Answer these questions about the Chihuahua story below, one per line:
(a) Which two puppies are described as best friends?
(b) Whom had the narrator met online and contacted?
(c) Who performs the procedure referred to as "de-barking"?

[Text excerpt start]

Mama Goes Home (part 4)
[this story is continued from "Mama Goes Home (part 3)" dated 1/7/14]
Time passes. One day blurs into another.
My gratitude journal chronicles my appreciation of being the guardian for this Chihuahua family.
They've grown. The puppies are sweet and kooky and playful. Miki and Mini are best friends, whether cavorting or cuddling. Miki is a Mama's boy.
I'd contacted an animal communicator I'd met online. She suggested a session. I agreed.
I asked her to ask Mama why her bark was so quiet and raspy. Did she remember going to a vet and having a procedure?
It's referred to as "de-barking" and it's performed by a veterinarian. The animal is anesthetized and the vet deliberately severs the vocal cords. It's not an uncommon practice. Sometimes it's to allow someone to continue to keep a pet who barks constantly, putting the person in jeopardy of being evicted or unable to keep the animal. Sometimes it's to reduce the amount of barking in a kennel. No matter the reason, it's not kind or compassionate. Imagine if someone were to cut out your tongue for talking too much or speaking too loudly.

[Text excerpt end]
[Record set start]

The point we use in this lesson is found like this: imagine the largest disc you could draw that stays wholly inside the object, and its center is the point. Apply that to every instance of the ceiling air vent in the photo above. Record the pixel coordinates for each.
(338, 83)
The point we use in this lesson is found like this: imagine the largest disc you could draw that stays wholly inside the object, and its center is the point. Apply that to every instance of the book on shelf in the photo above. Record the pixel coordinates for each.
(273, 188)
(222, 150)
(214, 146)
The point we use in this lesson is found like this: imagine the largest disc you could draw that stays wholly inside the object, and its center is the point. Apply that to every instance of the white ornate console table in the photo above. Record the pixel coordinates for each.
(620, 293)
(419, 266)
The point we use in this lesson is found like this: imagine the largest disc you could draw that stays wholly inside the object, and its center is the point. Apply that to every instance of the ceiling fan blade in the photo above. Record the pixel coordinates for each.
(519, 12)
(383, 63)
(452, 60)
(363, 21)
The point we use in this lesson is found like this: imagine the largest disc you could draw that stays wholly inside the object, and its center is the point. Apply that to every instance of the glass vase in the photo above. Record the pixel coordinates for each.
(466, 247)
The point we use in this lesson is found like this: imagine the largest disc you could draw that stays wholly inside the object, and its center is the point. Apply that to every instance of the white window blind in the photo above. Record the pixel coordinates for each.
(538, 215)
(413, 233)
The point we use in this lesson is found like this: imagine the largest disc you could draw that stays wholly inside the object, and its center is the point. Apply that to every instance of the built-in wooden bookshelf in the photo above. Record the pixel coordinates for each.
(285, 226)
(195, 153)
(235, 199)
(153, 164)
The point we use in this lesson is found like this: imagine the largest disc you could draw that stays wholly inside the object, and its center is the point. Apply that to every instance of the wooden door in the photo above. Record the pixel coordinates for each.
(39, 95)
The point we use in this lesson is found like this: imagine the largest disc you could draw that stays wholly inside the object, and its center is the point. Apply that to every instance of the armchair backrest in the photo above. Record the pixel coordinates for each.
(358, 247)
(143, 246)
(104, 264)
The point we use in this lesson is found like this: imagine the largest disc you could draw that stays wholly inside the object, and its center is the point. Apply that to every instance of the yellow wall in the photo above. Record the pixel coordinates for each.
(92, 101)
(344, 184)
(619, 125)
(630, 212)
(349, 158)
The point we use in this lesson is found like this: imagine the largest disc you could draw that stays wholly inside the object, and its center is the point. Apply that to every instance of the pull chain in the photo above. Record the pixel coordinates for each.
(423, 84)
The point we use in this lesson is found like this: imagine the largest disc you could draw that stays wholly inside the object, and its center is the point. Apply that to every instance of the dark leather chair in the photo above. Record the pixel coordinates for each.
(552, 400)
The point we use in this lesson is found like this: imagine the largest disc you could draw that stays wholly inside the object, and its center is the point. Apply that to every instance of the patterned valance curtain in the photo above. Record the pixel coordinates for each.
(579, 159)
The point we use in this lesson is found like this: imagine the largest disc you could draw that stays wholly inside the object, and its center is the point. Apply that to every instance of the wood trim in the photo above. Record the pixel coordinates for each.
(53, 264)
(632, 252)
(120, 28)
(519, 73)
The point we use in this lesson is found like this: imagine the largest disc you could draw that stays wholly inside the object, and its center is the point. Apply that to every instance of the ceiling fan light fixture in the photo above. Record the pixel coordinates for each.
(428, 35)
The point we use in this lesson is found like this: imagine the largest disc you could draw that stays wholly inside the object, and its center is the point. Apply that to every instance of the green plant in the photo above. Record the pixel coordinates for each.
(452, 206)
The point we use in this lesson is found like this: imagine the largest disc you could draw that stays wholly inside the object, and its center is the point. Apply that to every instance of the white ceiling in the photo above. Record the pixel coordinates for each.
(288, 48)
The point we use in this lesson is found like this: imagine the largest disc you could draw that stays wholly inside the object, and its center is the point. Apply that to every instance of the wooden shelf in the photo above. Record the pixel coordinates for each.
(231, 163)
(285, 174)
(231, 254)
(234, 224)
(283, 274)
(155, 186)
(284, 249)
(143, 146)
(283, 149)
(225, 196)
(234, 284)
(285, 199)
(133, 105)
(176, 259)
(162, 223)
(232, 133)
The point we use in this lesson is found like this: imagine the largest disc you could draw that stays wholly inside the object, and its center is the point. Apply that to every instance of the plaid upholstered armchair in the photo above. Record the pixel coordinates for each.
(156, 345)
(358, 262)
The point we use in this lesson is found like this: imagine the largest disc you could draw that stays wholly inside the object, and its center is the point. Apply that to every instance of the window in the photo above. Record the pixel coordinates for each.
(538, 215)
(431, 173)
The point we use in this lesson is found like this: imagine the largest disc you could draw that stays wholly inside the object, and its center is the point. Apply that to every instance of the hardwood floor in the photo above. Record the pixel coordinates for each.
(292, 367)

[Record set end]

§ **Exercise result**:
(a) Miki and Mini
(b) An animal communicator
(c) A veterinarian